Task inputs:
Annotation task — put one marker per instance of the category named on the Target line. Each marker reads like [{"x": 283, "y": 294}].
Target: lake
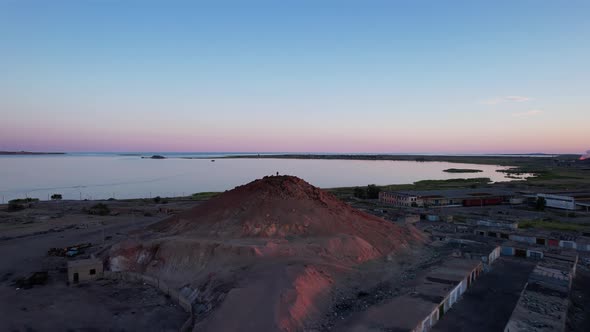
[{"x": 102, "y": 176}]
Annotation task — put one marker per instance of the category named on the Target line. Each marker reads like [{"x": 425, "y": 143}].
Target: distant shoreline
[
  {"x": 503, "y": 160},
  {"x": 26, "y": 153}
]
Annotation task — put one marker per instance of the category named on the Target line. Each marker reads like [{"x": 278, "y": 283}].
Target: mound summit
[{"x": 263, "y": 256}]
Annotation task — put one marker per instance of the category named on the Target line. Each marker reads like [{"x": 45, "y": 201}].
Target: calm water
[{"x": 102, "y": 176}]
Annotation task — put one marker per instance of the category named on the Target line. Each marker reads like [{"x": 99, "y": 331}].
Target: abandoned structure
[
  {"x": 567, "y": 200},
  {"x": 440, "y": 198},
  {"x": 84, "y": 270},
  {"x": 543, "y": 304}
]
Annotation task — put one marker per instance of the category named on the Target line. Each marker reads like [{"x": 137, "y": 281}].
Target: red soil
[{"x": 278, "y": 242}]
* * *
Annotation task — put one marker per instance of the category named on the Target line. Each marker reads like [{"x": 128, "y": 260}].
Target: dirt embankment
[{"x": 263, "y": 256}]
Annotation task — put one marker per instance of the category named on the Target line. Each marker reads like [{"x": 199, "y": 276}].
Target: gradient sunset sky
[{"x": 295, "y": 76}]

Problem to solve:
Show every line of the records above that contains the word "Annotation". Case counts, so only lines with that exact capitalization qualify.

Exercise output:
Annotation task — put one marker per instance of the category named on the Target line. Each marker reads like [{"x": 283, "y": 294}].
Annotation task — put one marker per instance of the category named on the Target line. Each marker reads like [{"x": 425, "y": 143}].
Annotation task — put one marker per instance of the category named on the Target line. Each marker reads like [{"x": 278, "y": 283}].
Annotation task — put one marker per instance of the category named on the Target line. Each marker reads like [{"x": 45, "y": 201}].
Annotation task — put one marker per instance of the category named on the Target line. Each marker reads like [{"x": 99, "y": 331}].
Annotation task — put one marker per instance of the category named on the Target line. Each marker reads like [{"x": 137, "y": 281}].
Annotation task — put one marker per instance of the category named on the Target line. Each marker reads like [{"x": 128, "y": 260}].
Annotation task — put one marker per instance of the category named on the Target line. Each marker reads like [{"x": 199, "y": 276}].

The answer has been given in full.